* [Try it] Could you show all lines in the entries below that contain the string "cliff"?
** Opening Supplied records block **
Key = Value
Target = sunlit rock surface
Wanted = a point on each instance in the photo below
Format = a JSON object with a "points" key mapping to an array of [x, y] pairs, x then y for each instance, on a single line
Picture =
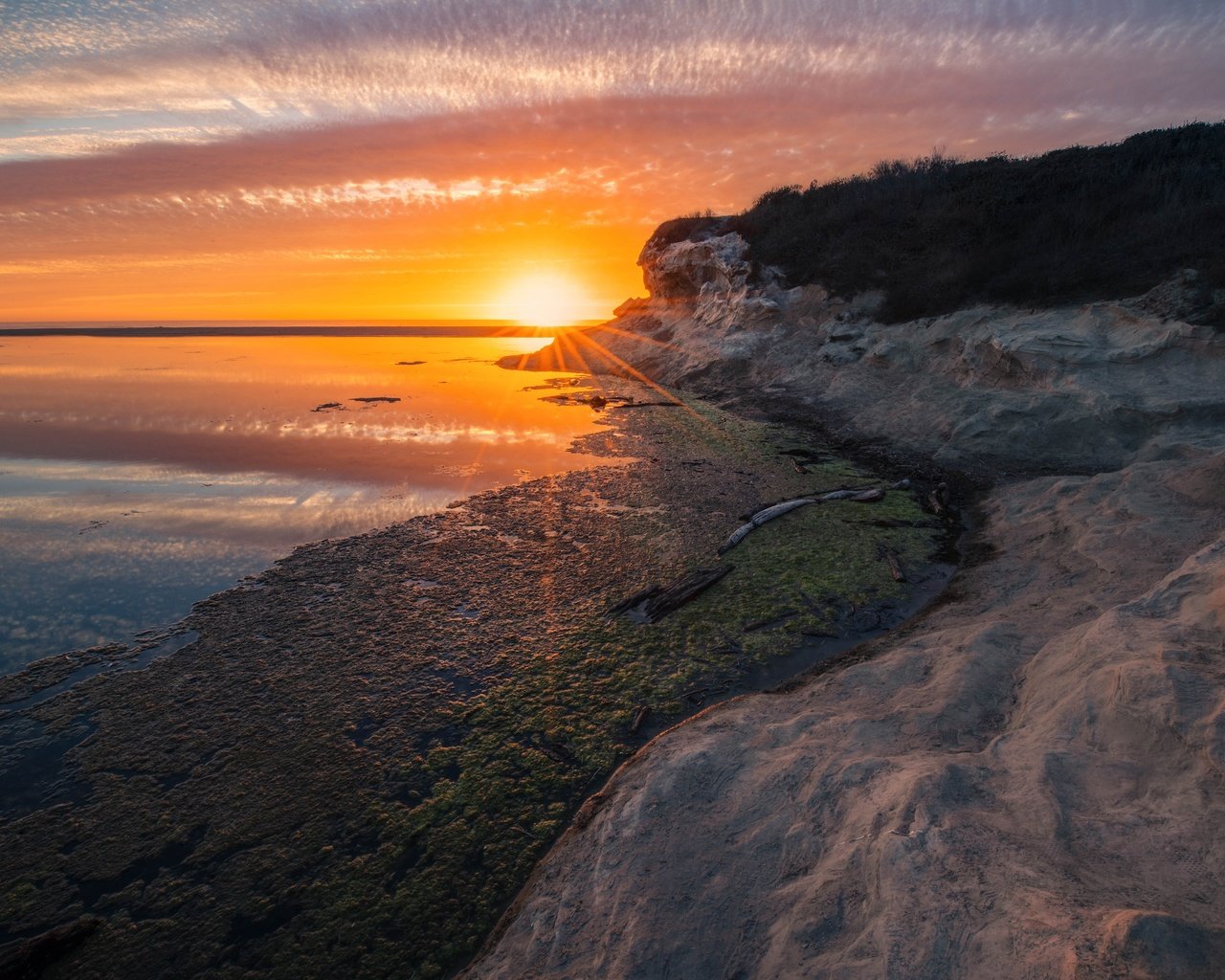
{"points": [[1028, 782]]}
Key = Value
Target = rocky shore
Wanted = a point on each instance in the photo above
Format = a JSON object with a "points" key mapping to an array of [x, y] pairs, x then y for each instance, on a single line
{"points": [[1029, 781], [349, 764]]}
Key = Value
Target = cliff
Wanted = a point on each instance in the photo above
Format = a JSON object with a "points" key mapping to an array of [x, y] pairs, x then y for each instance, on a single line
{"points": [[1027, 782]]}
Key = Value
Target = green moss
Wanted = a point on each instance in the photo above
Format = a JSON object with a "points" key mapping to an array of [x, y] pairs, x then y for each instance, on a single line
{"points": [[541, 740]]}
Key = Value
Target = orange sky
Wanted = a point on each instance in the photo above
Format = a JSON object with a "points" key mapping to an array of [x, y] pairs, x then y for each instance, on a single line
{"points": [[366, 161]]}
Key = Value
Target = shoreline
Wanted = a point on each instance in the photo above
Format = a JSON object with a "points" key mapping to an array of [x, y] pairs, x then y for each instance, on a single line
{"points": [[374, 599]]}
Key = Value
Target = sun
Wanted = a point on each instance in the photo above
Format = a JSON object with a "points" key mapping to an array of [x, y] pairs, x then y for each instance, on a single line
{"points": [[546, 299]]}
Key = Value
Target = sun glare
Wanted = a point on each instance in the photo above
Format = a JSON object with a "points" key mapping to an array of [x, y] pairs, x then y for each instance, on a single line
{"points": [[546, 301]]}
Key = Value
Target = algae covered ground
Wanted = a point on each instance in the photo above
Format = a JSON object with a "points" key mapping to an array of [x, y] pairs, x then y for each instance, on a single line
{"points": [[359, 761]]}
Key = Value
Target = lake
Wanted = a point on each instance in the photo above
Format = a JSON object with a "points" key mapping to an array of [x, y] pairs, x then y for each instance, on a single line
{"points": [[143, 473]]}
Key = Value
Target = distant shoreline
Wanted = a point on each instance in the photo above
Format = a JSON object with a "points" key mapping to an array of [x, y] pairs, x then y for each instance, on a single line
{"points": [[263, 329]]}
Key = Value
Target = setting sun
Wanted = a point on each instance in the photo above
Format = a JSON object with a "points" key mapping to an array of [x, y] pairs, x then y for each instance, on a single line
{"points": [[546, 299]]}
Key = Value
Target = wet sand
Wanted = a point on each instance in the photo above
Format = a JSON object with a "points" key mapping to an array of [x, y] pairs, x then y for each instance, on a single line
{"points": [[368, 747]]}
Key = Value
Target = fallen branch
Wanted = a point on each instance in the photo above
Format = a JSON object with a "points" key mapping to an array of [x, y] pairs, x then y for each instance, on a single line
{"points": [[683, 590], [656, 602], [761, 517]]}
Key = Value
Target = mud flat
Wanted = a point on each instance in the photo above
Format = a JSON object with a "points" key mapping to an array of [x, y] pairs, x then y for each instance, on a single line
{"points": [[348, 765], [1027, 782]]}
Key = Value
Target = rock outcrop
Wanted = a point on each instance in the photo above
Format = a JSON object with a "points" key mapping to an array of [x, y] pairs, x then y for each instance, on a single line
{"points": [[1029, 781]]}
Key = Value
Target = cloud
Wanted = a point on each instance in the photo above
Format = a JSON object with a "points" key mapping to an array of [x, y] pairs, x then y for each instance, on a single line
{"points": [[145, 131]]}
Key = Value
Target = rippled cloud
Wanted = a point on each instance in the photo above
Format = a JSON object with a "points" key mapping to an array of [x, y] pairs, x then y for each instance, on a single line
{"points": [[135, 129]]}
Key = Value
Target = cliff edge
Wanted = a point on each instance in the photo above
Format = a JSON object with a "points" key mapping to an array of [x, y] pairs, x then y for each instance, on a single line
{"points": [[1028, 781]]}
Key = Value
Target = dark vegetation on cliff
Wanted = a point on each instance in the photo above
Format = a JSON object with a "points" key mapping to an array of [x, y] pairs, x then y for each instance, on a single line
{"points": [[936, 234]]}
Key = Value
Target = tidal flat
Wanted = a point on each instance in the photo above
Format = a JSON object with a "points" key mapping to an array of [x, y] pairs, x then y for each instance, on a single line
{"points": [[367, 748]]}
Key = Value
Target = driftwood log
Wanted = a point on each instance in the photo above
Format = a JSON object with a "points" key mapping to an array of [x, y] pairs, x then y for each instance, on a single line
{"points": [[857, 494], [656, 602]]}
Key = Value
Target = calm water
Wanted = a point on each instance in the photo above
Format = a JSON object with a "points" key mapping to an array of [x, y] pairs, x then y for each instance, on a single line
{"points": [[139, 475]]}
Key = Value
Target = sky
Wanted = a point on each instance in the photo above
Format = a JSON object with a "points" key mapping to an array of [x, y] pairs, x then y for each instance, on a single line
{"points": [[446, 160]]}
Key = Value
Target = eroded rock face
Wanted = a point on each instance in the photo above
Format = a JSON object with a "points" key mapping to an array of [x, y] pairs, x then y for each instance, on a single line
{"points": [[987, 389], [1027, 783]]}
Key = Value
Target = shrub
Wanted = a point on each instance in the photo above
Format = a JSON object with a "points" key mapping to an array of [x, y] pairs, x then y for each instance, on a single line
{"points": [[935, 234]]}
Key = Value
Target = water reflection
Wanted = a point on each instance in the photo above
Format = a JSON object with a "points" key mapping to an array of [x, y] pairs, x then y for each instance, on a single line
{"points": [[140, 475]]}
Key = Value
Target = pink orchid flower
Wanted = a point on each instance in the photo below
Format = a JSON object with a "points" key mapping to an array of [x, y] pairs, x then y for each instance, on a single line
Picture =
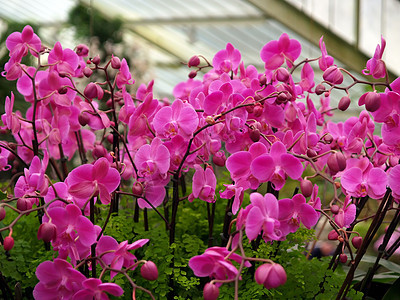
** Closing Supplied records block **
* [Response to this task]
Target = cliff
Target = cliff edge
Target = dark vegetation on cliff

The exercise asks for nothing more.